*STUDY QUESTIONS*
a - Repeat the visual programming thread word for word, everything from "which people can't" down to "can find things.".
b - Answer these questions from the visual programming thread:
(i) Besides Scratch, which tools does the commenter say some people swear by?
(ii) What does the commenter suggest may be one fundamental problem with current software development tools?
(iii) How many pages long is the book on Microsoft Word that the commenter mentions?
c - Carry the visual programming thread further, starting after its last sentence.

Visual Programming – Why It’s a Bad Idea - phowat
http://mikehadlow.blogspot.com/2018/10/visual-programming-why-its-bad-idea.html
======
PaulHoule
Bogus.

Scratch is good at what it is; I know people who swear by LabView, Alteryx and
similar tools rather than swearing at them.

One could make the case that current software development tools really aren't
good enough and that one fundamental problem is dealing with naming and
polysemy.

The trouble fundamentally is that there is no system that is going to produce
ergonomic names for everything. There are systems that can name everything but
the names look like

84746261718

or

178bcd0d-70ce-413b-9497-5364a5f56972

which people can't remember or easily discover. Part of the appeal of GUIs is
that you can pick something out of a palette, list, or menu although the gain
you get there is limited. Ever see a 1000+ page book on Microsoft Word or
(worse) try to explain to somebody how to use mobile apps for the first time
(eg. "click on the hamburger icon; huh?", "swipe down; ... doesn't work ...;
maybe when you swipe down you have to start above the edge of the screen...")
and you realize that there are limits to how many things you can present on a
screen and how well people can find things.

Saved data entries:
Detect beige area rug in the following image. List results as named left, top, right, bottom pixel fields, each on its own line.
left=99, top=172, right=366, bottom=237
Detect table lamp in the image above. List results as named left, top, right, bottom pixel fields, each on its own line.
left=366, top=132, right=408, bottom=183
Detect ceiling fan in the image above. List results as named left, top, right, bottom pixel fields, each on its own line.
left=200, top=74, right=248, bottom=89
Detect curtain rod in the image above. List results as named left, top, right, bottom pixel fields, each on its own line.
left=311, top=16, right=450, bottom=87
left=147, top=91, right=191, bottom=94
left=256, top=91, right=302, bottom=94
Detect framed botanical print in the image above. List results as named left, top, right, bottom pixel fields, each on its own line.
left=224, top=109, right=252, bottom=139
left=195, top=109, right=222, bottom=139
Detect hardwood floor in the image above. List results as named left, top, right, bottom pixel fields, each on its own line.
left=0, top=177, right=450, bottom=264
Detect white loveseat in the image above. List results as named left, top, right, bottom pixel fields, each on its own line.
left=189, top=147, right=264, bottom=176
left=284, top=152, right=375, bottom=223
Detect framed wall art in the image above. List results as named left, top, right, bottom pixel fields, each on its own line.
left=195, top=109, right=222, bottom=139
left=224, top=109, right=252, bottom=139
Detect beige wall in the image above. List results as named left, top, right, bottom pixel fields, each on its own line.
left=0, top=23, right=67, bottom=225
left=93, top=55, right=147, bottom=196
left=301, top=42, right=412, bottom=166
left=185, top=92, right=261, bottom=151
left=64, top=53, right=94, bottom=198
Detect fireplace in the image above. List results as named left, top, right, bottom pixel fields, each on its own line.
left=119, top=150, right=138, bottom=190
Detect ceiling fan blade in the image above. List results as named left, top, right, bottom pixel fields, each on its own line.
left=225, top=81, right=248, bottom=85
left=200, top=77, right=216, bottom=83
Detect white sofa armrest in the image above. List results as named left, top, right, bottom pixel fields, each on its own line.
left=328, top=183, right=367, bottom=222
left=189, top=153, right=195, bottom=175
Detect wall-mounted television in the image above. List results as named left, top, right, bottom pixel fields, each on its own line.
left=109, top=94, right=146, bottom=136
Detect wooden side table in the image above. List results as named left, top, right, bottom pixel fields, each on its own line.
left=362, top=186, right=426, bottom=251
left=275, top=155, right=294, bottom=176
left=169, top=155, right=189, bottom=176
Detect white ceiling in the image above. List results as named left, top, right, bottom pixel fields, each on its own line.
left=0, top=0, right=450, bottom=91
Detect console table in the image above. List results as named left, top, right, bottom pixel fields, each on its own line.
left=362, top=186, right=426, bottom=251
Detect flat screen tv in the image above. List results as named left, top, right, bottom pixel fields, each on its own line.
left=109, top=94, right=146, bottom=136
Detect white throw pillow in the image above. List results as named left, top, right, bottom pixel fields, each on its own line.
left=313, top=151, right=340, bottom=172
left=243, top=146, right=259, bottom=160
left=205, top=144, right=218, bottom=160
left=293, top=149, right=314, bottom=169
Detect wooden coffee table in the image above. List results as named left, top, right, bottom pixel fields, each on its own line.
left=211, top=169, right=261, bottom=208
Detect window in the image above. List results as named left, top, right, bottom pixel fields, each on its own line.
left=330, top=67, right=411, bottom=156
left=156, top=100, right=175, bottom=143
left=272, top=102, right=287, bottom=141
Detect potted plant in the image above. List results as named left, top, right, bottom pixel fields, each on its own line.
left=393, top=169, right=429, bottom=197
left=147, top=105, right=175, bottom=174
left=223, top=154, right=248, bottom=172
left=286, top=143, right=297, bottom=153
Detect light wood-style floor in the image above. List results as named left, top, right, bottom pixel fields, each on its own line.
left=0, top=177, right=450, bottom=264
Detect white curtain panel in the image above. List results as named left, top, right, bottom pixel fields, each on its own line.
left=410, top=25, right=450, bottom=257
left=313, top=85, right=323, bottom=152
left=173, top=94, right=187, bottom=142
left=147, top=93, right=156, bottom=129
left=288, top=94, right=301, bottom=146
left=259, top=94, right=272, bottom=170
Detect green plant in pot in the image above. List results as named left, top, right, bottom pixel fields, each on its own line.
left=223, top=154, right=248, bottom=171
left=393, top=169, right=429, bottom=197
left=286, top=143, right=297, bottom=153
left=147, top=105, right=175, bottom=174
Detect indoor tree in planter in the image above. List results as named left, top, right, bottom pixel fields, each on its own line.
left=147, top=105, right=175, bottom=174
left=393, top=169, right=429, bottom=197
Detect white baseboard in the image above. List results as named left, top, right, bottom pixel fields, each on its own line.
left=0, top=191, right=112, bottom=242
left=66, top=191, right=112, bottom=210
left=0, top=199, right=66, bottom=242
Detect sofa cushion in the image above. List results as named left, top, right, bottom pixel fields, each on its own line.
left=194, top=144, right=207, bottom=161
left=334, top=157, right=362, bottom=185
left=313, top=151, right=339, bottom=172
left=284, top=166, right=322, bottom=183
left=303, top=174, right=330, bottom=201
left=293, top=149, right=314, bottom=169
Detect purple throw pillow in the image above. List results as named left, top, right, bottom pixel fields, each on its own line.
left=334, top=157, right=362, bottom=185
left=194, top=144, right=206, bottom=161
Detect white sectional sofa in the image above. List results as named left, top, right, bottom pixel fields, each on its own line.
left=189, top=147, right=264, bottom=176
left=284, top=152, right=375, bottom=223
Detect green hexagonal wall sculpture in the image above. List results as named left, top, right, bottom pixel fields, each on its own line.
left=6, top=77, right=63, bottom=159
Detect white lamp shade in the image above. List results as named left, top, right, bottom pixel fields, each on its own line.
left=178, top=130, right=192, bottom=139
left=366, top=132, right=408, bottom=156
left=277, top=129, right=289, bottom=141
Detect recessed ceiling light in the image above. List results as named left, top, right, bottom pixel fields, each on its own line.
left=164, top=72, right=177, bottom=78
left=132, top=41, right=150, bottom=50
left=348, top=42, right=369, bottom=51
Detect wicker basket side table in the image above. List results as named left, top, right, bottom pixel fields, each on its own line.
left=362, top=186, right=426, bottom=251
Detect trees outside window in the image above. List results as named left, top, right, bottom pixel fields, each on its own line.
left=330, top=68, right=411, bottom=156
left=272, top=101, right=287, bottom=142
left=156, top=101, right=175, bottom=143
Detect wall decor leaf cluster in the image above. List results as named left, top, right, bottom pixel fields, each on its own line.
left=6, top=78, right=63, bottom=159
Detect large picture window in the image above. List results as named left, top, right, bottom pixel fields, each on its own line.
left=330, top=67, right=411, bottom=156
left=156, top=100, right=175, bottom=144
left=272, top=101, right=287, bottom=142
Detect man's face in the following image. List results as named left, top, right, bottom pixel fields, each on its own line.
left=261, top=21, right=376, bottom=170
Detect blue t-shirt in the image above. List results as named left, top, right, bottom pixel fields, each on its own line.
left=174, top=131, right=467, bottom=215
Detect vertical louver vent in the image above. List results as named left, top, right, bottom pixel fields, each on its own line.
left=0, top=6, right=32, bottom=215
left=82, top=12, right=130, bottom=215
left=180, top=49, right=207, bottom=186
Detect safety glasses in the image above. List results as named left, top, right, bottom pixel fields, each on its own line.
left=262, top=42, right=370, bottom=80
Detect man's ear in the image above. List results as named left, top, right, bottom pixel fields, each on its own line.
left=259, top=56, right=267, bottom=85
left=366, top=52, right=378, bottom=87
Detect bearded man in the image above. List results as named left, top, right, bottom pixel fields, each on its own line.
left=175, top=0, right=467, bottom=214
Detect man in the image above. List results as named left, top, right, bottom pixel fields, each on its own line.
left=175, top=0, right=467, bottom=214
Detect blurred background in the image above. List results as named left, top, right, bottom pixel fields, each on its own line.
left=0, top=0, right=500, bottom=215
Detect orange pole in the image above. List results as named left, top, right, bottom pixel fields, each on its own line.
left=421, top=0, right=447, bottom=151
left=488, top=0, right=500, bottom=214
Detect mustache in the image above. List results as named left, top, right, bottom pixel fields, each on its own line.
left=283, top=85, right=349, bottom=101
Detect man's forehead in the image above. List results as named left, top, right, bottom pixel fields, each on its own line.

*ANSWER SET*
a -
which people can't remember or easily discover. Part of the appeal of GUIs is
that you can pick something out of a palette, list, or menu although the gain
you get there is limited. Ever see a 1000+ page book on Microsoft Word or
(worse) try to explain to somebody how to use mobile apps for the first time
(eg. "click on the hamburger icon; huh?", "swipe down; ... doesn't work ...;
maybe when you swipe down you have to start above the edge of the screen...")
and you realize that there are limits to how many things you can present on a
screen and how well people can find things.

b -
(i) LabView, Alteryx and similar tools.
(ii) Dealing with naming and polysemy.
(iii) 1000+ pages.

c -
When you are talking to people you can use a word which is ambiguous and
people figure it out most of the time and if they don't figure it out you can
have a conversation with them about it as opposed to a programming language
compiler which typically give messages like:

Could not find or construct Composite[CustomDataType]. [error] [error] If
CustomDataType is a simple type (or option thereof) that maps to a single
column, you're [error] probably missing a Meta instance. If CustomDataType is
a product type (typically a case class, [error] tuple, or HList) then probably
one of its component types is missing a Composite instance. You can [error]
usually diagnose this by evaluating Composite[Foo] for each element Foo of the
product type in [error] question. See the FAQ in the Book of Doobie for more
hints.

Until we accept that we can do fundamentally better and that we must we are
going to be stuck having the same stupid conversations.